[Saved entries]
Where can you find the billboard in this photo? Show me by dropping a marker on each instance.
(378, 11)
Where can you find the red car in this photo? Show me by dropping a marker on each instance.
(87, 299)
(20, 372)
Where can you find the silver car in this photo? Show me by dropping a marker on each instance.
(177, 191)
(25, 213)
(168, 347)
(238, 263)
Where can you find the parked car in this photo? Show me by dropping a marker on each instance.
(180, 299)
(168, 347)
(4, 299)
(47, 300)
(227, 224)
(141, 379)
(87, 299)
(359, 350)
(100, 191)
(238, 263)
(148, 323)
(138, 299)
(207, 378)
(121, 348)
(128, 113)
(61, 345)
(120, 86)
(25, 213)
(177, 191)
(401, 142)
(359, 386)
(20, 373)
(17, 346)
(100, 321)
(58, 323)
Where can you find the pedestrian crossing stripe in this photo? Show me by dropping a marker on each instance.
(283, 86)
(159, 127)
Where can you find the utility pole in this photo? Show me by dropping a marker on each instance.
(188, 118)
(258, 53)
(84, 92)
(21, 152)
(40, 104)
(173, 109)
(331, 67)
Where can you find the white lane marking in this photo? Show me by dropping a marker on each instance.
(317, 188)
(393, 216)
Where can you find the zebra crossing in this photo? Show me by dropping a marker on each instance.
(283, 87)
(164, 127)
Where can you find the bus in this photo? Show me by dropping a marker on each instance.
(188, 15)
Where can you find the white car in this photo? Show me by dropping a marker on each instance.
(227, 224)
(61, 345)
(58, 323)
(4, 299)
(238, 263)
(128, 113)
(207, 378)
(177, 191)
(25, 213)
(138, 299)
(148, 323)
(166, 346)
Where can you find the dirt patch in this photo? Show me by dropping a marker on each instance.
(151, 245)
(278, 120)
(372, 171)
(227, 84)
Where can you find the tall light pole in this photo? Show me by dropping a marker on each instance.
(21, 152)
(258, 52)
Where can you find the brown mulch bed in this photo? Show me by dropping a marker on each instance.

*INSTRUCTIONS TO FOLLOW*: Each entry should be written out again exactly, with no word left out.

*EXERCISE SOLUTION*:
Where can you find the billboard in this photo? Show me by dropping a marker on each instance.
(378, 11)
Where can you find the red car in this photo? Show me by dropping a marker on each instance.
(87, 299)
(20, 372)
Where can you find the silver car in this photo? Show me by dropping a marker on each instance.
(177, 191)
(25, 213)
(168, 347)
(238, 263)
Where can you find the parked car in this photo? Show me by dropping a marker on each instance.
(180, 299)
(168, 347)
(4, 299)
(47, 300)
(227, 224)
(141, 379)
(87, 299)
(359, 350)
(100, 191)
(238, 263)
(148, 323)
(138, 299)
(207, 378)
(121, 348)
(128, 113)
(61, 345)
(120, 86)
(25, 213)
(177, 191)
(401, 142)
(359, 386)
(20, 373)
(17, 346)
(100, 321)
(58, 323)
Where can you find the pedestrian crossing stripe in this photo? Show me by dropping a marker on each instance.
(283, 86)
(159, 127)
Where can you find the utility pole in this photo? Show me by dropping a marker on each instance.
(188, 118)
(258, 53)
(84, 92)
(21, 152)
(40, 104)
(173, 109)
(331, 67)
Where can you find the white lane marking in this photo? Show me by dropping a marker on each instance.
(317, 188)
(393, 216)
Where can you find the zebra crossing in this photo? Show me by dropping a marker on each instance.
(283, 87)
(164, 127)
Where can you find the bus in this photo? Show me by dropping a marker on each instance.
(188, 15)
Where can you find the white car in this photo? Show me by dropping a marker on each instance.
(227, 224)
(61, 345)
(58, 323)
(4, 299)
(238, 263)
(128, 113)
(207, 378)
(177, 191)
(25, 213)
(138, 299)
(148, 323)
(166, 346)
Where can you find the dirt patch in this photo? Show me by dropping a marker on each instance.
(151, 245)
(278, 120)
(372, 171)
(227, 84)
Where can you find the tall light pole in this photo? Show me by dropping a marker on each instance.
(21, 152)
(258, 52)
Where can you find the brown mulch bed in this photo? Show me by dropping a marker on each instance.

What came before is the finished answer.